▸ Exercise description: Pull out each line of the material below that contains the string "field".

▸ Location annotation dataset excerpts:

• • • •

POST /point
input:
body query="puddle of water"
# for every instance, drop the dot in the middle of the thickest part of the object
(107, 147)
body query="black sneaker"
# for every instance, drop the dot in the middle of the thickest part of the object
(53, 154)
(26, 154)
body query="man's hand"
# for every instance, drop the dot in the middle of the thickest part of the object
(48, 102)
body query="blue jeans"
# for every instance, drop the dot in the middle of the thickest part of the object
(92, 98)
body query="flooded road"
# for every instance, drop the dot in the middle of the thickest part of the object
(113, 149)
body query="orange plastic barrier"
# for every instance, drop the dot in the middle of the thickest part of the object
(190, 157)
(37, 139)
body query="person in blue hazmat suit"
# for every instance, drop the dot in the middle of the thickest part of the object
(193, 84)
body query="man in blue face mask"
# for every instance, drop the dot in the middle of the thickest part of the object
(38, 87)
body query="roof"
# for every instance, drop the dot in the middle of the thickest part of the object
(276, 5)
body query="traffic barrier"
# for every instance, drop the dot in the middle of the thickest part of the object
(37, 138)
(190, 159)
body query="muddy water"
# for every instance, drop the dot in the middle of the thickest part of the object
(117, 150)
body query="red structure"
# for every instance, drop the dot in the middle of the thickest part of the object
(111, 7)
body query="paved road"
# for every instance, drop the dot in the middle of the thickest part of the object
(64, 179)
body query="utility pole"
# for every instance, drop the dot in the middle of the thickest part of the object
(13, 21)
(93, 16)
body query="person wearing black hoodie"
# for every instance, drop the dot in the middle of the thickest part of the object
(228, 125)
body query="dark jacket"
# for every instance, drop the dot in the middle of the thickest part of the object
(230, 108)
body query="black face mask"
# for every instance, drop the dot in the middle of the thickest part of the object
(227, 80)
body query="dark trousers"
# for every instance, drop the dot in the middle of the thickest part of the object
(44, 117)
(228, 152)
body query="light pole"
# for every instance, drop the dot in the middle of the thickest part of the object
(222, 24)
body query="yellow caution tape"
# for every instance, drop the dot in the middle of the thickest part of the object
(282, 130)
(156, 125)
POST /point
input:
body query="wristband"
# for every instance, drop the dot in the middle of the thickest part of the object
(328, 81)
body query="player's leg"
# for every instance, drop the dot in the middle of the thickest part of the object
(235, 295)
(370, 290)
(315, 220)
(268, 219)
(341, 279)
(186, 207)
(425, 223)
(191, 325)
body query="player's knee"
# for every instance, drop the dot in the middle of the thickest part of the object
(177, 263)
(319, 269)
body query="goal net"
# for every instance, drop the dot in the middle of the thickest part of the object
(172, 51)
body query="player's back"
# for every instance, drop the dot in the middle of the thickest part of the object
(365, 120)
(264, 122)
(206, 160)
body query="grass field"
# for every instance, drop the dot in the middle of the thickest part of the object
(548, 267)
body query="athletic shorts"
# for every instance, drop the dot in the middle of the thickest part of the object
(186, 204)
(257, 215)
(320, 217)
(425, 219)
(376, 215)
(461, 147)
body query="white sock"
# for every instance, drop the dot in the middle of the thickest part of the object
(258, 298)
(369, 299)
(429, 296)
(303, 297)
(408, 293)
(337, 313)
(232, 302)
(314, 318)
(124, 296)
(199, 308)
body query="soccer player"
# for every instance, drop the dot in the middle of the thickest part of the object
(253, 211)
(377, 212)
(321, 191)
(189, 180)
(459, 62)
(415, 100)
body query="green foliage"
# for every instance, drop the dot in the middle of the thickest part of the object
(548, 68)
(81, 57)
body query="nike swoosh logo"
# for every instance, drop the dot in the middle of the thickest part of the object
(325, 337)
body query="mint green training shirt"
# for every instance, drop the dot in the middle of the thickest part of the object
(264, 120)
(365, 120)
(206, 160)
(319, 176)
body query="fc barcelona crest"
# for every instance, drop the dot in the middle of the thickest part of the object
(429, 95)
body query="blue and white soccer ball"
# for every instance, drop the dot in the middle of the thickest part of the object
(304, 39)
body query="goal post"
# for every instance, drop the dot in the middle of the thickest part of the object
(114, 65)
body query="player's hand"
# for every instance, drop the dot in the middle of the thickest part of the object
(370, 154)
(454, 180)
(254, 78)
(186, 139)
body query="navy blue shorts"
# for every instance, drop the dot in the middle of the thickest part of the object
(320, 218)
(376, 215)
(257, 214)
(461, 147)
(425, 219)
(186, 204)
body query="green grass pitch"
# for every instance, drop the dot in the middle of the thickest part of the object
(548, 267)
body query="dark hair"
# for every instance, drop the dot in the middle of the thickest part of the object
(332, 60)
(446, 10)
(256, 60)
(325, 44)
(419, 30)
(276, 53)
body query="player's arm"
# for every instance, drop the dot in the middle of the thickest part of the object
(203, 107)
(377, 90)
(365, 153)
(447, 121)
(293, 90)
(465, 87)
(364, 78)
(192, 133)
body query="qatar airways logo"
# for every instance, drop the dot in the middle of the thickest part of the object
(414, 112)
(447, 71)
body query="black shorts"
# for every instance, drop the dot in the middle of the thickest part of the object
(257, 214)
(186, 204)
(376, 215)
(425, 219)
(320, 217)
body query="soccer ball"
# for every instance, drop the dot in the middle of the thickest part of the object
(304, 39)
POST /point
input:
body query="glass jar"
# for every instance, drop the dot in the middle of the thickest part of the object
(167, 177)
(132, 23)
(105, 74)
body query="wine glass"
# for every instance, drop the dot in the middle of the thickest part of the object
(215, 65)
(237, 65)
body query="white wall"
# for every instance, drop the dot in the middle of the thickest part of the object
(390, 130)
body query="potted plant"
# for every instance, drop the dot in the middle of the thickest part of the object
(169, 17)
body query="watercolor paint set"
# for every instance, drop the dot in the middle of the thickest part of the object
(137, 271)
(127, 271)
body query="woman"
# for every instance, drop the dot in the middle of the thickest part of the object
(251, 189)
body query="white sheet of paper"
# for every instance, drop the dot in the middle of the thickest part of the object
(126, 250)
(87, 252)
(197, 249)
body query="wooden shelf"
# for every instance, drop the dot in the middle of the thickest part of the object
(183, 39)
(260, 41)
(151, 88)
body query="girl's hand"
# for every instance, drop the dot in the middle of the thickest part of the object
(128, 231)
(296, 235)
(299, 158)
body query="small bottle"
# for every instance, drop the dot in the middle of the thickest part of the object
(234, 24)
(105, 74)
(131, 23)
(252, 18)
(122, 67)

• • • •

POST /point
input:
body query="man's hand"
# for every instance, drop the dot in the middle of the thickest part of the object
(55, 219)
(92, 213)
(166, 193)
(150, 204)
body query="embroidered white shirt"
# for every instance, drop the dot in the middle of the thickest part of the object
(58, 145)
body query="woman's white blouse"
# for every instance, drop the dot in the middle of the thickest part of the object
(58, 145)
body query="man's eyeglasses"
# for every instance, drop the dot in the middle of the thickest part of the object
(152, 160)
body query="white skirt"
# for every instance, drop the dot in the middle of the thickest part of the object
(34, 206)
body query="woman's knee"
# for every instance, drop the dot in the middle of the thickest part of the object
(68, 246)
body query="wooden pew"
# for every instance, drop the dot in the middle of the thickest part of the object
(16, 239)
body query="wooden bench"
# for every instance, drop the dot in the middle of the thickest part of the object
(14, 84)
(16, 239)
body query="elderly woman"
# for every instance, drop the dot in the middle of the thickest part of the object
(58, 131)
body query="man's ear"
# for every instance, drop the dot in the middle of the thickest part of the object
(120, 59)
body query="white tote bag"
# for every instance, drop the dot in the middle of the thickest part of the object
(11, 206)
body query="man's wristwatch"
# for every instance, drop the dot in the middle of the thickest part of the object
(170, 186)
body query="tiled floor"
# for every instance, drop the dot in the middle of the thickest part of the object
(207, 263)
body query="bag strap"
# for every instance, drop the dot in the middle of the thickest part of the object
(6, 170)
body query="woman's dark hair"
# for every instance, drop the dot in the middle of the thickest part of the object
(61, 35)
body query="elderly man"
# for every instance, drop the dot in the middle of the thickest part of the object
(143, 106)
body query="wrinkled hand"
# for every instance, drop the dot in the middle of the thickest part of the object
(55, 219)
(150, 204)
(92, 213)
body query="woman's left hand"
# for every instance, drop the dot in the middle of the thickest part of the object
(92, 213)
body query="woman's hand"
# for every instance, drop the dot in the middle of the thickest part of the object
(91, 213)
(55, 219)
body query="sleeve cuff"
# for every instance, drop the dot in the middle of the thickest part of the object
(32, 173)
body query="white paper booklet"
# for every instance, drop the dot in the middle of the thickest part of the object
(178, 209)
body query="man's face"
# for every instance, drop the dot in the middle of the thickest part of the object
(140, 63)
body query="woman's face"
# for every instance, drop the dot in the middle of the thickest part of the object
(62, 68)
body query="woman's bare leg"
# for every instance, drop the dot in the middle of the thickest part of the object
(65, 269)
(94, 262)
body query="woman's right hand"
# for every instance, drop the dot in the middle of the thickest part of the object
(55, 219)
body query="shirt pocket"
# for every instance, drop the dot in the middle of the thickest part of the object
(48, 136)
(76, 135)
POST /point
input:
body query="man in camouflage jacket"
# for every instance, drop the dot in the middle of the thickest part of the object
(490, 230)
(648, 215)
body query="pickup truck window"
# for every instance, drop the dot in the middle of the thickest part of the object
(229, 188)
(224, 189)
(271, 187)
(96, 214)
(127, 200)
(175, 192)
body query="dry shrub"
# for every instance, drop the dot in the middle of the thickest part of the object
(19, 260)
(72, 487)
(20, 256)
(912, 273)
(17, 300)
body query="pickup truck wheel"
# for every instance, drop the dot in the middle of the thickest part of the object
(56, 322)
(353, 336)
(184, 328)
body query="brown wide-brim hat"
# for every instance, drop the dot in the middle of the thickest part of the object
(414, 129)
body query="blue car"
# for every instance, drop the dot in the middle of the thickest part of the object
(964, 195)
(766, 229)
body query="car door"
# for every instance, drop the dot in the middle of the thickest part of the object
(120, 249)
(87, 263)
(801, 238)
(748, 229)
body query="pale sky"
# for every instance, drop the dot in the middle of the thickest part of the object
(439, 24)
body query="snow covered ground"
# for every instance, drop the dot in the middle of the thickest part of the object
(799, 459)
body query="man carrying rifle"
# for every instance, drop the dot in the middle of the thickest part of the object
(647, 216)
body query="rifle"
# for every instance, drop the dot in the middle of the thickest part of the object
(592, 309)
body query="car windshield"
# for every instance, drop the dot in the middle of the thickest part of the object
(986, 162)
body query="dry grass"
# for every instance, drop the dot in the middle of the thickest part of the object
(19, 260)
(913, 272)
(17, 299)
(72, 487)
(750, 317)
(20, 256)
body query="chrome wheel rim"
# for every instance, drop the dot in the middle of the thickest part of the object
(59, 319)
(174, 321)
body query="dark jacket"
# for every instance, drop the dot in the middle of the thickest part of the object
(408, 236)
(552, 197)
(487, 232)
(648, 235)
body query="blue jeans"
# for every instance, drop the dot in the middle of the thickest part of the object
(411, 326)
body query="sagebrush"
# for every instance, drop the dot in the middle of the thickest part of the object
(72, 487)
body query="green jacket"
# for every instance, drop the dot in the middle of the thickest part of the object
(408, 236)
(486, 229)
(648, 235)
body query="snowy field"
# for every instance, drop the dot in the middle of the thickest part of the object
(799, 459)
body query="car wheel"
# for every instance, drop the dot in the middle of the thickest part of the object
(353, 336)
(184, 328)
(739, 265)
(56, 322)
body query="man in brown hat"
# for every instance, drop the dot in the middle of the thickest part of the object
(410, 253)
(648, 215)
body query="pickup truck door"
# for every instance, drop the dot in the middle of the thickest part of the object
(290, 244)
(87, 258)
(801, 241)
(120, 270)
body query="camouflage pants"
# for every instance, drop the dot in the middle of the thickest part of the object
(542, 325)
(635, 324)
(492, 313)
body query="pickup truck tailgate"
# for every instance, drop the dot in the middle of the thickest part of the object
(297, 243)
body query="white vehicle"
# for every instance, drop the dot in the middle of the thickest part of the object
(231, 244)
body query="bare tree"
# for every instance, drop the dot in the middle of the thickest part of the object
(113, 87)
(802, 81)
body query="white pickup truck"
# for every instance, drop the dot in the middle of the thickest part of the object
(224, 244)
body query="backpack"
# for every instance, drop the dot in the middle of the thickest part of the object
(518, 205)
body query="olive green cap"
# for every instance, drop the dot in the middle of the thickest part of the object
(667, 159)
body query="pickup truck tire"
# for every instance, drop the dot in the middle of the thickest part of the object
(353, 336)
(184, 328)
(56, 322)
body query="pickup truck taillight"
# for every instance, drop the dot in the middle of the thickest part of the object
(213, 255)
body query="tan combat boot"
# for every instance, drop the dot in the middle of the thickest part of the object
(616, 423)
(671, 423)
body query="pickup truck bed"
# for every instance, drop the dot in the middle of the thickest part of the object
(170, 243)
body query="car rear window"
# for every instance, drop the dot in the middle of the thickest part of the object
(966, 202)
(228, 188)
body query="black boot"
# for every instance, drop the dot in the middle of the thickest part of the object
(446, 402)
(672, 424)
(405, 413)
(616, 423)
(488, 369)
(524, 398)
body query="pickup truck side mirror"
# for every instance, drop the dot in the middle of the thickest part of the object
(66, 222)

• • • •

▸ Full response:
body query="grass field"
body query="snowy field"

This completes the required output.